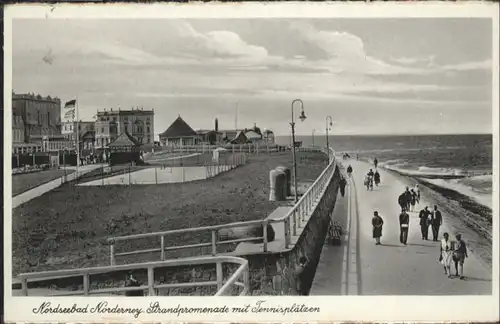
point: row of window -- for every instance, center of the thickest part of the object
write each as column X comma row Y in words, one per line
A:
column 138, row 129
column 125, row 120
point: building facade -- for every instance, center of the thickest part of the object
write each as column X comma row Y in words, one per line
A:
column 17, row 129
column 112, row 123
column 41, row 116
column 179, row 133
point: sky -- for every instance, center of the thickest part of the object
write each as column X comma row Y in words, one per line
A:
column 372, row 76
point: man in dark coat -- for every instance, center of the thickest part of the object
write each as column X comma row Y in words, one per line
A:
column 300, row 276
column 402, row 201
column 342, row 184
column 132, row 282
column 424, row 222
column 437, row 221
column 408, row 198
column 404, row 223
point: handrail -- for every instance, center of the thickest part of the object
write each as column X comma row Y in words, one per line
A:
column 242, row 271
column 305, row 205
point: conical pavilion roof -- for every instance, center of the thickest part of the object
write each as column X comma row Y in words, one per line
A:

What you need to do:
Reproduce the listing starting at the line that contains "point: handrail -- for" and ending at the final line of the listing, including both of those lines.

Completed exercise:
point: handrail -- for every instance, center of the thickest part of the object
write each as column X comma row Y in words, one per line
A:
column 242, row 271
column 305, row 205
point: conical pavilion roof -- for every instance, center of the thickest part of the object
write each as column X comma row Y in words, one per line
A:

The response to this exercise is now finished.